** Description of the task **
Return every entry exactly. Leave nothing out.

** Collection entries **
● ● ● ●

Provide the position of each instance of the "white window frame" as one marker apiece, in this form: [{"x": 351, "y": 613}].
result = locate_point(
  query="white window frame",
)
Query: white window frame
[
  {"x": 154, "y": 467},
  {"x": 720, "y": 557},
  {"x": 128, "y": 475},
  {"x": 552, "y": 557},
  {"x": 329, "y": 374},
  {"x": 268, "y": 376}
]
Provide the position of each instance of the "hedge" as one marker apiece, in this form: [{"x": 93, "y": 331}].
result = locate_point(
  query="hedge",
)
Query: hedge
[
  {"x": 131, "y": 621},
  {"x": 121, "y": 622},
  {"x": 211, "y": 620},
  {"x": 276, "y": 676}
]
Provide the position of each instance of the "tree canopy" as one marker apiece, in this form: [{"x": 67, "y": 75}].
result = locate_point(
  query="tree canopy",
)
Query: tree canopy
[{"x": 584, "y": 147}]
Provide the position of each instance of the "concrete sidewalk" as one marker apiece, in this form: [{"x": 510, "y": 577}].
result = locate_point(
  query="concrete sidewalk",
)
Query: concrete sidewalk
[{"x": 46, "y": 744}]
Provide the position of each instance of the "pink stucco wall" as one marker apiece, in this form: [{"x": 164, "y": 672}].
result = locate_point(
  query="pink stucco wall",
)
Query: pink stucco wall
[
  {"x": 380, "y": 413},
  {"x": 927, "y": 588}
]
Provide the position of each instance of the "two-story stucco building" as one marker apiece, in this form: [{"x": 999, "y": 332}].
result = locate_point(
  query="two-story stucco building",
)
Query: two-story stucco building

● ● ● ●

** Output for this exercise **
Provide the position of each instance of the "white window frame" as one marker apiece, in this form: [{"x": 351, "y": 613}].
result = locate_point(
  query="white window frame",
)
Query: white window frame
[
  {"x": 154, "y": 467},
  {"x": 720, "y": 557},
  {"x": 128, "y": 475},
  {"x": 552, "y": 557},
  {"x": 329, "y": 374},
  {"x": 268, "y": 376}
]
Provide the position of each instance of the "hedge" as one marker apiece, in this form: [{"x": 93, "y": 331}].
result = locate_point(
  query="hedge",
)
Query: hedge
[
  {"x": 131, "y": 621},
  {"x": 121, "y": 622},
  {"x": 211, "y": 620},
  {"x": 276, "y": 676}
]
Provide the position of each instance of the "tree canopy" as one marker apiece, in this form: [{"x": 67, "y": 75}].
result = locate_point(
  query="tree canopy",
)
Query: tree canopy
[{"x": 584, "y": 147}]
Provide the position of each instance of the "concrete sidewalk" as one marker apiece, in this form: [{"x": 510, "y": 577}].
result = locate_point(
  query="concrete sidewalk",
)
Query: concrete sidewalk
[{"x": 46, "y": 744}]
Provide the position of each instance of the "pink stucco wall" as one marker apiece, in this form: [{"x": 164, "y": 672}].
result = locate_point(
  query="pink stucco wall",
)
Query: pink stucco wall
[
  {"x": 380, "y": 413},
  {"x": 927, "y": 588}
]
Provide the position of each instance of the "two-story stucco building" as one marker apiece, in this form: [{"x": 999, "y": 332}].
result = locate_point(
  query="two-story stucco building",
)
Query: two-story stucco building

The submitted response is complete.